+++ Trecho do documento +++

Nos 21 CDs de grampos telefônicos coletados pela PF, não aparece a voz de Reginaldo, presidente do Fundo Nacional de Saúde, mas ele é citado em vários trechos das conversas entre os lobistas – sem contar o jatinho de Jacarepaguá. Reginaldo seria o beneficiário da propina. “Alguém pegou pelo caminho. Esse dinheiro não chegou na minha mão”, desabafou ele numa reunião com líderes petistas pernambucanos na última semana. Reginaldo trocou os ares de Campinas por Recife nos anos 80 para trabalhar no Sindicato de Trabalhadores da Agricultura. Ali ele cultivou sua aproximação com o PT e adubou sua amizade com o hoje ministro da Saúde, Humberto Costa. No governo do prefeito João Paulo (PT) em Recife, Reginaldo era o secretário de Finanças e Costa, seu colega na pasta municipal da Saúde. Todas as pontes de Recife sabem que a aparição de Reginaldo no aparelho petista teve o dedo de Delúbio. “Sou muito amigo dele, é muito competente, mas não influí em sua escolha”, defende-se Delúbio. Apesar disso, a idéia do ministro Costa de importar Reginaldo de Recife para Brasília também tem a digital de Delúbio: “No final de 2002, ele me procurou querendo sair de Recife. E eu disse que ele tinha carta branca para vir para cá”, admite Delúbio, frisando que não indicou Reginaldo.

+++

*Tarefas*.
1. No trecho sobre Reginaldo, qual cargo ele ocupava no governo do prefeito João Paulo em Recife?
2. Estenda o trecho sobre Reginaldo e o Fundo Nacional de Saúde a partir da última frase apresentada.

+++ Material fornecido +++

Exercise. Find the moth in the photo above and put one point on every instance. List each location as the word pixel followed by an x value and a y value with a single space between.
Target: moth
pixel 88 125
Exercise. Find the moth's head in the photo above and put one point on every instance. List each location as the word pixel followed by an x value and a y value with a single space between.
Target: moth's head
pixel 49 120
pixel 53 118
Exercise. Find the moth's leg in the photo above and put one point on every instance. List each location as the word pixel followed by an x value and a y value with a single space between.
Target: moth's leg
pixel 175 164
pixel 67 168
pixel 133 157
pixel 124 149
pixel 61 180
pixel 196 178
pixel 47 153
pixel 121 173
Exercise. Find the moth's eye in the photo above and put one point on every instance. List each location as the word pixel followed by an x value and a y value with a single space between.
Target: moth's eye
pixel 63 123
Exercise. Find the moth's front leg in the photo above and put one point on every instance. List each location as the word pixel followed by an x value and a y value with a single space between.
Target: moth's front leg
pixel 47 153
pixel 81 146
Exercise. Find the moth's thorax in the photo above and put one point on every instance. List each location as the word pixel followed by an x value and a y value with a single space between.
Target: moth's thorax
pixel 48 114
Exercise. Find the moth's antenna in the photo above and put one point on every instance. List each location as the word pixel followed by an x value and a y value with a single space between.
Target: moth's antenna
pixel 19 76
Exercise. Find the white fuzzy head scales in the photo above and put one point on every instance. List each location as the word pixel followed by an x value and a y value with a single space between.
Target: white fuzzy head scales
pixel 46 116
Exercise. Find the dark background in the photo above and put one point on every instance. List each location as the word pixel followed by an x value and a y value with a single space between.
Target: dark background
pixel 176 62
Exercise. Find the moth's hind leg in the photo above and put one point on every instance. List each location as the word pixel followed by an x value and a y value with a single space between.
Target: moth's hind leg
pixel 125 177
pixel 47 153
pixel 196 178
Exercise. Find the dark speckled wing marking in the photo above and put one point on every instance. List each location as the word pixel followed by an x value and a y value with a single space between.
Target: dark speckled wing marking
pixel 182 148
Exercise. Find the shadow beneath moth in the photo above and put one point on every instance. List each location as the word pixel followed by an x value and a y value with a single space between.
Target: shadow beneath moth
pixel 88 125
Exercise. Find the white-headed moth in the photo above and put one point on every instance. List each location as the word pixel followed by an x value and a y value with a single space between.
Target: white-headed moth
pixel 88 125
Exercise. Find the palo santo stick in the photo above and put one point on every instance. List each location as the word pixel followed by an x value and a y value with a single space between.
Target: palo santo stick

+++

*Resultados*.
1. Secretário de Finanças.

2.
Retribuição – A atuação de Humberto Costa e Reginaldo na gestão do petista João Paulo deixou muitas dores de cabeça para ambos. No biênio 2001/2002, a prefeitura se transformou num carnaval de contratos sem licitação. O atual ministro Humberto Costa, por exemplo, livrou seus mecenas eleitorais dos incômodos das concorrências públicas. Desta forma, as empresas Líber, de conservação, e Essencial, de vigilância, beliscaram contratos milionários na prefeitura. A primeira ganhou contratos de R$ 3,5 milhões para limpeza de hospitais e a segunda, do deputado estadual André Farias, para fazer vigilância nos postos de saúde, ganhou cinco contratos que superam R$ 1,5 milhão. Elas souberam retribuir e, na campanha para governador em 2002, abriram os cofres para o candidato Humberto Costa, que foi derrotado. Foi no mesmo período, quando Reginaldo tinha a chave do cofre, que ganhou robustez na administração de Recife uma velha conhecida dos petistas País afora: a empresa Enterpa de coleta de lixo. Há três anos a Prefeitura de Recife não faz licitação para coleta de lixo. O mesmo aconteceu em São Paulo, onde a Enterpa, que mudou de nome e agora se chama Qualix, ficou sob a proteção da prefeita Marta Suplicy, não teve que disputar com as concorrentes e foi acusada de formar a máfia do lixo paulista.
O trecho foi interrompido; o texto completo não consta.